• _Task prompt_
Reproduce word for word everything in the listing below from the line containing "</instance>" down to the line containing "positive clicks: (298, 532)", both lines included, and nothing else.
_ _ _ _
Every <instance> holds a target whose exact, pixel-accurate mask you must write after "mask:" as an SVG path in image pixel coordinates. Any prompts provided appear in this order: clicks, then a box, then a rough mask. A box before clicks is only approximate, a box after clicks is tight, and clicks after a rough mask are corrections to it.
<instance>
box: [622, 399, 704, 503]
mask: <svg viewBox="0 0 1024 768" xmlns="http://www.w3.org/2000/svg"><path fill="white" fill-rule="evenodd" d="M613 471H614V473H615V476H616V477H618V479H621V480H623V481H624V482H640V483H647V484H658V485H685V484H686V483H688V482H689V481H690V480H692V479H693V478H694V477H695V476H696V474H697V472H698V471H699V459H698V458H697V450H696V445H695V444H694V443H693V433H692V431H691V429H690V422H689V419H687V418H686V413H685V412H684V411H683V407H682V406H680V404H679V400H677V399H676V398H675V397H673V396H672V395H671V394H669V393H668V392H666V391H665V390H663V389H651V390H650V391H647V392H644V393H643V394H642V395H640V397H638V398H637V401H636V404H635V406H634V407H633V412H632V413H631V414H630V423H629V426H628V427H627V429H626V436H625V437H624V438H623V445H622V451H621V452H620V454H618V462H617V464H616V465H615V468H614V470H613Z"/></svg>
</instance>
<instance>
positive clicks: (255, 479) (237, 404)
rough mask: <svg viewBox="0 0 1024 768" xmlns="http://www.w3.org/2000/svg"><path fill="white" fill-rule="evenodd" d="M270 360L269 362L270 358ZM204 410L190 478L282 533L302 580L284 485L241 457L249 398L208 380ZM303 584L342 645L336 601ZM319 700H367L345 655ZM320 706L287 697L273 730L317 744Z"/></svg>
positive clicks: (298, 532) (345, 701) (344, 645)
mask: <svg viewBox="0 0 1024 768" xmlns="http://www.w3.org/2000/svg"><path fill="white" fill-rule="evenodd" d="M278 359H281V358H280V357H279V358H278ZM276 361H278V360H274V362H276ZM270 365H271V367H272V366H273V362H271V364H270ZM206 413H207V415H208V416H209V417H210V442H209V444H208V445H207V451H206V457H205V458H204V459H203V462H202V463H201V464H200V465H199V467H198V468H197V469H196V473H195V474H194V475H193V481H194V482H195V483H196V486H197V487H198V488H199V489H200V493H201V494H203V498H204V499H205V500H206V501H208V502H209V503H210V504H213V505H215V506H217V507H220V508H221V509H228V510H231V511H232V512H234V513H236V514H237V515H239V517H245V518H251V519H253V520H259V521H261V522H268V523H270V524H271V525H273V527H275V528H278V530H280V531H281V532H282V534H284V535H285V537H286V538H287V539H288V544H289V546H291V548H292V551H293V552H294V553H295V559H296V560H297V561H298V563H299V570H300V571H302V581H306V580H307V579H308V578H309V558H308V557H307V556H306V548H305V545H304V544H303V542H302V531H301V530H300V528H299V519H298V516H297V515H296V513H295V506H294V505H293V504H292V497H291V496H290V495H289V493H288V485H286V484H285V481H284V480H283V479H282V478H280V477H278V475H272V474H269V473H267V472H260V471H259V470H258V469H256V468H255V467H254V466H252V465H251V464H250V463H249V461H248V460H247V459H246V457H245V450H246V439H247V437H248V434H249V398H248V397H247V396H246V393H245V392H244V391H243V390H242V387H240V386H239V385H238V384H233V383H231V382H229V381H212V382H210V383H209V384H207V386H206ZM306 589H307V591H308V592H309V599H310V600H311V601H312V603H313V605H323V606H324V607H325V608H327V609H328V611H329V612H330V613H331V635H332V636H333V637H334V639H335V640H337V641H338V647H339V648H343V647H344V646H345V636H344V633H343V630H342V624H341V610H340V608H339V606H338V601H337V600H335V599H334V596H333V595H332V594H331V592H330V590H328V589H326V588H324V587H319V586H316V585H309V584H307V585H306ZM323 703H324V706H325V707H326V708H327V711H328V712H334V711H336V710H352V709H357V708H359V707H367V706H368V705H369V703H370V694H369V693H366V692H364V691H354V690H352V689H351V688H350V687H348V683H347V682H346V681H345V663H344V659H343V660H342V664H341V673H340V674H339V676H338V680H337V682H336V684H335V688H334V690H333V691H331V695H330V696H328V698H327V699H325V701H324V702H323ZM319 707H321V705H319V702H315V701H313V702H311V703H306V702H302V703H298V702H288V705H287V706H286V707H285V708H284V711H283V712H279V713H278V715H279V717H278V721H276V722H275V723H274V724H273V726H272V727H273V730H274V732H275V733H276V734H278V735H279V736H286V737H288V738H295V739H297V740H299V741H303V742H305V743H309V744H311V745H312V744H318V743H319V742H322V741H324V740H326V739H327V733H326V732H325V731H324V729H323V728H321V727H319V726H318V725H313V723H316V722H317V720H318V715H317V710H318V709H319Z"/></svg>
_ _ _ _
• _Answer space_
</instance>
<instance>
positive clicks: (255, 479) (237, 404)
rough mask: <svg viewBox="0 0 1024 768" xmlns="http://www.w3.org/2000/svg"><path fill="white" fill-rule="evenodd" d="M270 360L269 362L270 358ZM204 410L190 478L282 533L302 580L284 485L241 457L249 398L208 380ZM303 584L342 645L336 601ZM319 700H367L345 655ZM320 706L287 697L273 730L317 744Z"/></svg>
positive clicks: (298, 532) (345, 701) (344, 645)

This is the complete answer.